For most of the time, I distracted myself from my longing for my old town with the challenging task of unpacking boxes and getting my room just so. That was fine for a while, but then my cat went missing. Earlier I had locked her in a bathroom because I was afraid she would get outside with the doors being opened and closed as furniture was brought in. I checked on her later only to find her gone. Immediately thinking the worst, I had run outside and frantically called out her name until I was hoarse. In that moment, the exasperating cat that keeps me up at night was the very quintessence of my being. I had started crying for her, for the people I left behind, and the change yet to come. Losing her made me realize how much I had just lost in my life. That story, however, ends well. She wasn’t running wild through the neighborhood like I had thought. Instead, she was still in the bathroom; I neglected to see her hiding behind the cabinet.

> [EXCERPTED RECORDS]
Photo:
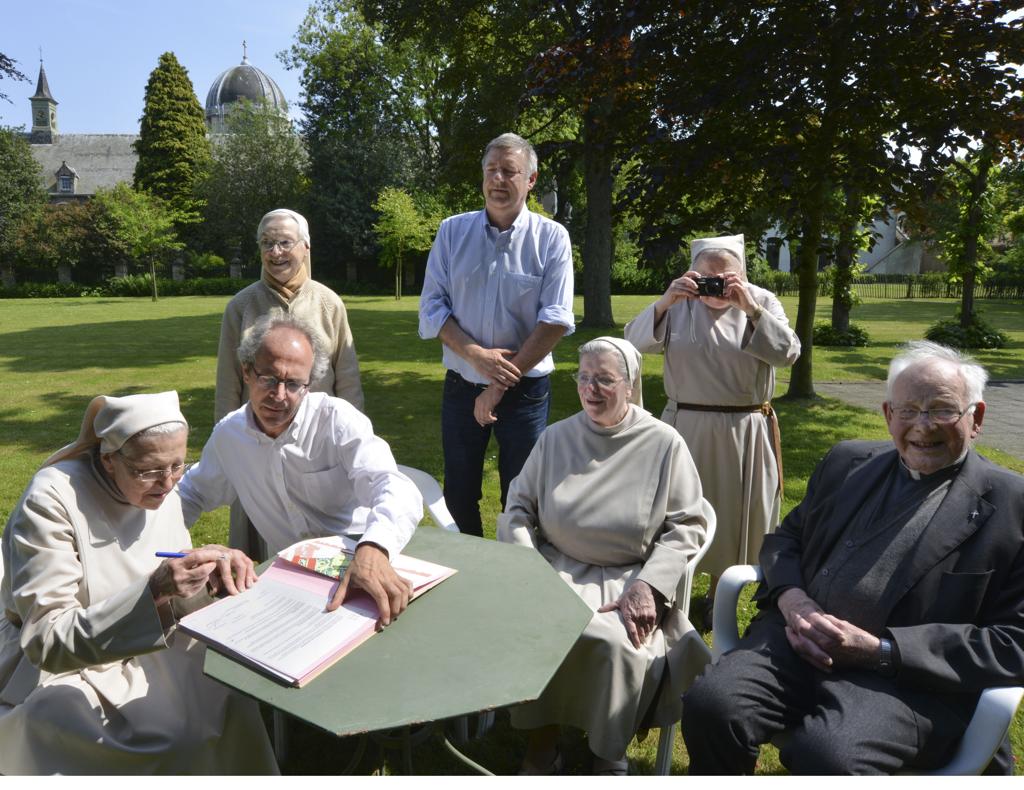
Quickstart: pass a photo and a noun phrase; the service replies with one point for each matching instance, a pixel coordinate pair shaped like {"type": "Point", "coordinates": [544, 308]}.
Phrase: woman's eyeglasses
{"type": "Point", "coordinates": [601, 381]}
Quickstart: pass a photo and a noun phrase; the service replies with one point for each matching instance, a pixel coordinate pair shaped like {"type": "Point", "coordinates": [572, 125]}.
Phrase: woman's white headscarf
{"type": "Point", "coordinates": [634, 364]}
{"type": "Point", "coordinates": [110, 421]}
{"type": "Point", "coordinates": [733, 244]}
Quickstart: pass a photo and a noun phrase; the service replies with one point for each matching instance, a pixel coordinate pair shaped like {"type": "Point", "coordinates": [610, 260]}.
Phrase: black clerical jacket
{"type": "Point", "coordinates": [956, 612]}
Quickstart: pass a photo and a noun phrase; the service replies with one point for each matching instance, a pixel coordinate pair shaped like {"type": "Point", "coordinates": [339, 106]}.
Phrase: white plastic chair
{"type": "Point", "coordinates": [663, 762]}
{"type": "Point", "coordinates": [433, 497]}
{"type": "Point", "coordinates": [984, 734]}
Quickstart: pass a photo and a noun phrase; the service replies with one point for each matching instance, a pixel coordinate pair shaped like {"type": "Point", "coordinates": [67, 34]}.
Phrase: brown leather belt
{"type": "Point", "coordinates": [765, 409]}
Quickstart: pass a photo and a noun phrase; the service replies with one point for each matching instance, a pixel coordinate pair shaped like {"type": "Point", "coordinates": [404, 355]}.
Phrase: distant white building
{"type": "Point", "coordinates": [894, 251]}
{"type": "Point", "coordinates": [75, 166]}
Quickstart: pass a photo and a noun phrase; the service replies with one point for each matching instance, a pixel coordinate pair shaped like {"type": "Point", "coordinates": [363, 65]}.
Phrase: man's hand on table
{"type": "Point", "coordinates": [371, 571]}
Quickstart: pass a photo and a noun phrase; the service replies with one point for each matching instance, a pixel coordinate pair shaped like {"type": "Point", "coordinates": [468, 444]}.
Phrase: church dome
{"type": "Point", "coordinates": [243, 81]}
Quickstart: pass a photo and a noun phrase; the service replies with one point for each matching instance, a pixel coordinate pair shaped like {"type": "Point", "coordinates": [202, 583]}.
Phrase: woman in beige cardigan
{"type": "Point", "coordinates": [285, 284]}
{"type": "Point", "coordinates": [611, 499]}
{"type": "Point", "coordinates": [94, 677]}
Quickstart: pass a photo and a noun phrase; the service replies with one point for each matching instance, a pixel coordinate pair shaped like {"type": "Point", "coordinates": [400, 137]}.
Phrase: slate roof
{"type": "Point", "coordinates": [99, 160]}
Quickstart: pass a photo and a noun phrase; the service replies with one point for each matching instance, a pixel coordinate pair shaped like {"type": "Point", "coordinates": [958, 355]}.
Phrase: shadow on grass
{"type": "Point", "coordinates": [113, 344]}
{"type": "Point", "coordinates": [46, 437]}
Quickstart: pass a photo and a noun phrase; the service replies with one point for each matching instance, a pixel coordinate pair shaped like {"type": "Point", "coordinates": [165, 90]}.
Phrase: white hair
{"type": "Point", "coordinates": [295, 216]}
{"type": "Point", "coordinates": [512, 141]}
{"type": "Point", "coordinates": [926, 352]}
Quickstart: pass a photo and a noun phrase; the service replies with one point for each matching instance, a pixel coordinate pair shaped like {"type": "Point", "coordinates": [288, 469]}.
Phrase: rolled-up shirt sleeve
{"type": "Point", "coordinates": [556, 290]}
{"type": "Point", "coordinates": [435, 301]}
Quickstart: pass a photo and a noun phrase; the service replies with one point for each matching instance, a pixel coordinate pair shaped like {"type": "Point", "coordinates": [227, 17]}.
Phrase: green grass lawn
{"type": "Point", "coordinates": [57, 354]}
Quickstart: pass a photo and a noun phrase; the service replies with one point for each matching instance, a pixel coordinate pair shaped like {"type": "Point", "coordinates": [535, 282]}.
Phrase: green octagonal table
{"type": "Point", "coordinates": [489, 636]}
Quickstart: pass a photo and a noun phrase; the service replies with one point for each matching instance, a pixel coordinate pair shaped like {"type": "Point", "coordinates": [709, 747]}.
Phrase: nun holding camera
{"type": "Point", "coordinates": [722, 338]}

> [SET EXERCISE] How would you render this sentence from the passage about the missing cat in Spanish: "Instead, she was still in the bathroom; I neglected to see her hiding behind the cabinet."

> [OUTPUT] En cambio, ella seguía en el baño; no la vi escondida detrás del gabinete.